Dataset records

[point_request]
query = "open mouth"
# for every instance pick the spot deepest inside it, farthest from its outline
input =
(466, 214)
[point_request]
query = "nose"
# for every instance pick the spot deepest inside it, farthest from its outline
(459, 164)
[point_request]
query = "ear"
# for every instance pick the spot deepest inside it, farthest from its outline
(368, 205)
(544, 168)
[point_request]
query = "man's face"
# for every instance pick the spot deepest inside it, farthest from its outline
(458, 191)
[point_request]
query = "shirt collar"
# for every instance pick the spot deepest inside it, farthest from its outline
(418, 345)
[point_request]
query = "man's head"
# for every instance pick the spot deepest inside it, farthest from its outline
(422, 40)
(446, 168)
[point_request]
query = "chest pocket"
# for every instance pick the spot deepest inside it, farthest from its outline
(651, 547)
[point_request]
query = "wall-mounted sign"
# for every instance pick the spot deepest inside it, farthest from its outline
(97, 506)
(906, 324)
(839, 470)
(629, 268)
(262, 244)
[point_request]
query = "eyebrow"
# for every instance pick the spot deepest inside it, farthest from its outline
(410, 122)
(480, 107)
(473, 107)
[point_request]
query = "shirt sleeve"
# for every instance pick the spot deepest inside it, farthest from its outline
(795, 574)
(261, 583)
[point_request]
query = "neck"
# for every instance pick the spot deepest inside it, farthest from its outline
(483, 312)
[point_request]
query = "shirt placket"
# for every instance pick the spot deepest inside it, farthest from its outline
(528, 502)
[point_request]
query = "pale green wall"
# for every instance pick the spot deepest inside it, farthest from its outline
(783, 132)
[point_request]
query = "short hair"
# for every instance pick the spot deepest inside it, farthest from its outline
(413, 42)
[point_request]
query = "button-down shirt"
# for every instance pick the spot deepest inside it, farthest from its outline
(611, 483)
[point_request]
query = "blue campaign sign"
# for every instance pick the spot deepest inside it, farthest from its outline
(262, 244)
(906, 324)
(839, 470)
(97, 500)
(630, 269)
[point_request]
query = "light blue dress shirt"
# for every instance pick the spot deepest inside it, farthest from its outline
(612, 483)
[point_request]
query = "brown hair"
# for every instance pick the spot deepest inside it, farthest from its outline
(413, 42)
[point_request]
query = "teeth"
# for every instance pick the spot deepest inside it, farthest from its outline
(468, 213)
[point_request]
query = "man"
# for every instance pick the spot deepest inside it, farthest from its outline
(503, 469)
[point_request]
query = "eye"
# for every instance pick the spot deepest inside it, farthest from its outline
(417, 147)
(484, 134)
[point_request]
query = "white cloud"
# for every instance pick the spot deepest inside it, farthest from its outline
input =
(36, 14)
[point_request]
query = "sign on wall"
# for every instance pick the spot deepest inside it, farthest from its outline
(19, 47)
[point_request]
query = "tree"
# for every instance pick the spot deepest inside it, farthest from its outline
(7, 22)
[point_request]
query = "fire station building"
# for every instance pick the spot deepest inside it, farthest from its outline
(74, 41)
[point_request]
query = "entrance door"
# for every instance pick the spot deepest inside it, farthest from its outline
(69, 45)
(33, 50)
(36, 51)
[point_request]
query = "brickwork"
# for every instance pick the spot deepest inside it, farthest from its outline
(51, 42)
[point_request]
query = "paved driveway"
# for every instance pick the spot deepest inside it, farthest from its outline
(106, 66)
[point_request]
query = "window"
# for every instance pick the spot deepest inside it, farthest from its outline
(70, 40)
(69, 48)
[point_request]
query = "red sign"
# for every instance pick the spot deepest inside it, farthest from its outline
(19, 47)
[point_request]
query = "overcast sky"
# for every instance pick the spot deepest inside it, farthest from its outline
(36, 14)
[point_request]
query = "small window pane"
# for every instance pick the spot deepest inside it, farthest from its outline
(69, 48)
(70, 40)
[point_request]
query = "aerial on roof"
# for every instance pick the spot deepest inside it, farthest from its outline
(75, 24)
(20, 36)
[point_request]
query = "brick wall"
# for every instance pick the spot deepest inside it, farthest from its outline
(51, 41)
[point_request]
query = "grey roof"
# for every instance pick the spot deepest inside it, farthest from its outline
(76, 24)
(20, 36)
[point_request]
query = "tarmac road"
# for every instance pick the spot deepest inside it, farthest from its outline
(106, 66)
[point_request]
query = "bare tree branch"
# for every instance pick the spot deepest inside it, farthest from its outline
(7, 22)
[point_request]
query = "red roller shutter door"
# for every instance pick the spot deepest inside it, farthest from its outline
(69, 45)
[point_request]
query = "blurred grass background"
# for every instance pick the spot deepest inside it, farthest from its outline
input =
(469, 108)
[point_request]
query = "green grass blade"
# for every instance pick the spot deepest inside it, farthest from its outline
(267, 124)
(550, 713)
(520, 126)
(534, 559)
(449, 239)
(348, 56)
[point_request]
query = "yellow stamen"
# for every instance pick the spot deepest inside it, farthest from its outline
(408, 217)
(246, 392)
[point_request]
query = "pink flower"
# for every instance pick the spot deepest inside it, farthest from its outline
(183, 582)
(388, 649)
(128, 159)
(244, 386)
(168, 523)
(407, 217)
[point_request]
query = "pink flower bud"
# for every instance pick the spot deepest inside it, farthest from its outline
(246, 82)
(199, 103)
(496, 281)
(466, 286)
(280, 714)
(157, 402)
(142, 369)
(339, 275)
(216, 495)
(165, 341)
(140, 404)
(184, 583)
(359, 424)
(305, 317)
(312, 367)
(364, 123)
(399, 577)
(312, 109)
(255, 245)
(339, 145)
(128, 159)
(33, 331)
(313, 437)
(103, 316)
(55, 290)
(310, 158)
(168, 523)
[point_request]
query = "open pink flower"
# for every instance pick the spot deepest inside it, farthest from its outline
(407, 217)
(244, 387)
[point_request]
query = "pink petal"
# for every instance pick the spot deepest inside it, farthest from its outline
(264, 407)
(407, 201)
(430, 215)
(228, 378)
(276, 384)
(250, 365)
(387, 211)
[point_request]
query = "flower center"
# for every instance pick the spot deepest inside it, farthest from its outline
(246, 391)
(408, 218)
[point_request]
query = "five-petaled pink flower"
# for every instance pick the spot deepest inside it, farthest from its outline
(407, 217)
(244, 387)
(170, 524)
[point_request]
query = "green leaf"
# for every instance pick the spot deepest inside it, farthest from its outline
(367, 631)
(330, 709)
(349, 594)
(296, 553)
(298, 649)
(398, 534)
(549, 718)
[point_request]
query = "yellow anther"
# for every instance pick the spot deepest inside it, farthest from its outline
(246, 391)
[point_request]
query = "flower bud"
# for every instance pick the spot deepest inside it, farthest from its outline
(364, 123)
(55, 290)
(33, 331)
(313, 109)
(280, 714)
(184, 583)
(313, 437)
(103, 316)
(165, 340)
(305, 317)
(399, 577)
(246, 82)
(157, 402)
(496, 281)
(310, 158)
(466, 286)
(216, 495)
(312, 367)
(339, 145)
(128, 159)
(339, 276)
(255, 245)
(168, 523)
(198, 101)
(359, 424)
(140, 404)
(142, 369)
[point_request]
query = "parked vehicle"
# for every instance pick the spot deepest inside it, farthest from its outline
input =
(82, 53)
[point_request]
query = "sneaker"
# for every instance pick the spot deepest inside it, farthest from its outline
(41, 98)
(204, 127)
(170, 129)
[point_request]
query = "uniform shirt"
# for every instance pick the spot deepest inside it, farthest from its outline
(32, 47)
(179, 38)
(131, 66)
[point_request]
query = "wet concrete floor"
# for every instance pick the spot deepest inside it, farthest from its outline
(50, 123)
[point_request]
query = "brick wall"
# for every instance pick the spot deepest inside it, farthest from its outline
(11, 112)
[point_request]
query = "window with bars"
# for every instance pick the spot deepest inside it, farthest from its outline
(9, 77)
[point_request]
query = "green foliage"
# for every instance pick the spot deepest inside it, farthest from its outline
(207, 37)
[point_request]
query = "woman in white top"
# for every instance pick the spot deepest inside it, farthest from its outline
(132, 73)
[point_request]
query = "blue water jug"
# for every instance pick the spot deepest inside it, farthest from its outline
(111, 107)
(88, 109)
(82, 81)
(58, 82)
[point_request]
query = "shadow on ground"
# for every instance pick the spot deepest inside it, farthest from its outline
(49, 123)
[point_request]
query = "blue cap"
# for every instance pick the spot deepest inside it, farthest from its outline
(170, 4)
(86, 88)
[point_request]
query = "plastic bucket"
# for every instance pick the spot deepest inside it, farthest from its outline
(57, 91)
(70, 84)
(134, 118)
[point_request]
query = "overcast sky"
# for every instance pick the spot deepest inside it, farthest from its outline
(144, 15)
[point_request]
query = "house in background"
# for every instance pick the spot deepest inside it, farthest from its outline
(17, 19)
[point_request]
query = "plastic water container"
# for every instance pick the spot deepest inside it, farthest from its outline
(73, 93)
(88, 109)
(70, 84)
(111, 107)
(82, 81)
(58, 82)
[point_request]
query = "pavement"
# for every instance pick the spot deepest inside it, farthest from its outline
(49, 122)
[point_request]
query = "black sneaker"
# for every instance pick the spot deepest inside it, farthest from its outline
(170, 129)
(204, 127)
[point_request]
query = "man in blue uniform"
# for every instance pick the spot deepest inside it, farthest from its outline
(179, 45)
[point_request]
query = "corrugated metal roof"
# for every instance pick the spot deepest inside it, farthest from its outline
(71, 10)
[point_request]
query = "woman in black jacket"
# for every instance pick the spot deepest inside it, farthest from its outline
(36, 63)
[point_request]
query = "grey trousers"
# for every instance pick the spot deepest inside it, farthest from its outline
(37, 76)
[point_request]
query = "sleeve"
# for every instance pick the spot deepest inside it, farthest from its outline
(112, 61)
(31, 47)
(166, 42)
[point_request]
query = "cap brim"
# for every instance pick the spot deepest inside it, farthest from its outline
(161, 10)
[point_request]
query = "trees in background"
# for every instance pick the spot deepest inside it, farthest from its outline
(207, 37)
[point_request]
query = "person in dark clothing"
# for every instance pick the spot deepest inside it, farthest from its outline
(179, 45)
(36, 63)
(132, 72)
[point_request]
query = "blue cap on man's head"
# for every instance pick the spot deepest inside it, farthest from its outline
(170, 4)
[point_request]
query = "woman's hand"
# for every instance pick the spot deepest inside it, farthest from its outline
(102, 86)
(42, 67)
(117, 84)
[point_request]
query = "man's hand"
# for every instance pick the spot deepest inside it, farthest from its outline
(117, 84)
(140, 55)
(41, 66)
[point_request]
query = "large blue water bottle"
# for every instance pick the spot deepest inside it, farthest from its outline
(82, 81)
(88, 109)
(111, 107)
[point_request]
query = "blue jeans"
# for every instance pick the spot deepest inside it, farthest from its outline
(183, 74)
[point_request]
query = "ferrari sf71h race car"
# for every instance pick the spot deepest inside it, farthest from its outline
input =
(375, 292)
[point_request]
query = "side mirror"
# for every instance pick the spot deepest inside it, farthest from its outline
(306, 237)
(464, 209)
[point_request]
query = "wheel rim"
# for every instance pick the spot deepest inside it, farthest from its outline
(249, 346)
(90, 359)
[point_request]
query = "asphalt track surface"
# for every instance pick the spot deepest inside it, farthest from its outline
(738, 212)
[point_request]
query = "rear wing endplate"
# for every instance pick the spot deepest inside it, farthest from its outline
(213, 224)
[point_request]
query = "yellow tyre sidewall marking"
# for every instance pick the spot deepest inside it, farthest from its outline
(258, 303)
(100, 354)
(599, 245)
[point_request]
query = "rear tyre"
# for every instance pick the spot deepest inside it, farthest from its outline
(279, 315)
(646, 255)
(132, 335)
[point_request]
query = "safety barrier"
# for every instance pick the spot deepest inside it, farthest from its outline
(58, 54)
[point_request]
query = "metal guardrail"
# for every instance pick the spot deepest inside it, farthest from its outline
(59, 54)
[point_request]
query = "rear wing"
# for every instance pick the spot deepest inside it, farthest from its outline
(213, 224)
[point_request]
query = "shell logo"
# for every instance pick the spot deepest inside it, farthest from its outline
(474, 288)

Short exercise
Report every line of the listing that contains the word "blue", treating uppercase and lowercase as different.

Answer to this exercise
query = "blue campaign sign"
query = "light blue dress shirt"
query = "blue water jug"
query = "blue cap"
query = "man in blue uniform"
query = "blue cap on man's head"
query = "large blue water bottle"
query = "blue jeans"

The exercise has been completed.